TASK OBJECTIVE
In the passage about in-car technology, where did the writer trial GM's OnStar?

Yes, context essential, and perhaps this sad accident was unavoidable by any driver at all. Expect/hope it will be well reported in due course. I bow to your related practical experience - fascinating!  Can't quite say envious! You are better qualified to comment than most - any more details you can give?

In a previous life Mel I was fortunate, amongst other things, to be responsible for strategic relationships with vehicle manufacturers, transport authorities, mobile device vendors, traffic information suppliers and other motoring organisations. I spent time consulting with Ford, GM, Rover, Toyota etc. even Rolls Royce/Bentley about the integration of mobile devices and services into their products, several years before they actually appeared. I was trialling GMs OnStar in a wintry Detroit a couple of years before it made production. I was into traffic telematics, integration of in-vehicle comms with positioning systems (GPS and cellular), traffic information, road tolling trials etc. Interesting times given the immaturity of the technology back then. Now with in vehicle Wi-Fi, Bluetooth, 5G etc we don't give it a second thought, notwithstanding the comments above!

EXTRACTED INFORMATION
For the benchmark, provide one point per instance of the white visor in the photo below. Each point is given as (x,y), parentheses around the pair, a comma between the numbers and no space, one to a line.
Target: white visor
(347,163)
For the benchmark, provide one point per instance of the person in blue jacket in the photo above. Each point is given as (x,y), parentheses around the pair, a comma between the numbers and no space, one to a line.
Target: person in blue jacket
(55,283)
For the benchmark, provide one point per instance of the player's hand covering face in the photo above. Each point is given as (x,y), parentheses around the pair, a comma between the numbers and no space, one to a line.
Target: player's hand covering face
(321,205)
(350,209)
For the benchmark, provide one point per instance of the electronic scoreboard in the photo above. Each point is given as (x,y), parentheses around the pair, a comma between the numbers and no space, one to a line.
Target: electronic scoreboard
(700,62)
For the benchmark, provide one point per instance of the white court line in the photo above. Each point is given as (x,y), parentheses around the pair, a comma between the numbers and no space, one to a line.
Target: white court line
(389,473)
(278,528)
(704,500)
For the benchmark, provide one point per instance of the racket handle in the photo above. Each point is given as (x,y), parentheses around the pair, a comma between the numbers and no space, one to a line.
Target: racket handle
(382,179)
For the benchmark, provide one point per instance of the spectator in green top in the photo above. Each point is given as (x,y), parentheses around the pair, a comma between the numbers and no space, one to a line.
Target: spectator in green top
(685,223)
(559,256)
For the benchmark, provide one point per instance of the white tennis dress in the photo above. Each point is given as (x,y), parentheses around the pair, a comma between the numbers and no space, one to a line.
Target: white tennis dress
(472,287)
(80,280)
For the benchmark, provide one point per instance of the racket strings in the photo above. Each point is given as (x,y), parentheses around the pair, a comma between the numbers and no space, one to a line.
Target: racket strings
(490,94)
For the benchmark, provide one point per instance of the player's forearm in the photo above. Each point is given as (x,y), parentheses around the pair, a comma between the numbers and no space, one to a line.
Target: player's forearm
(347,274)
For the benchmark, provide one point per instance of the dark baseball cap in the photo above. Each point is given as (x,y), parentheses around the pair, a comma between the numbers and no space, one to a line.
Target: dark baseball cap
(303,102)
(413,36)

EXERCISE RESPONSE
In a wintry Detroit, a couple of years before it made production.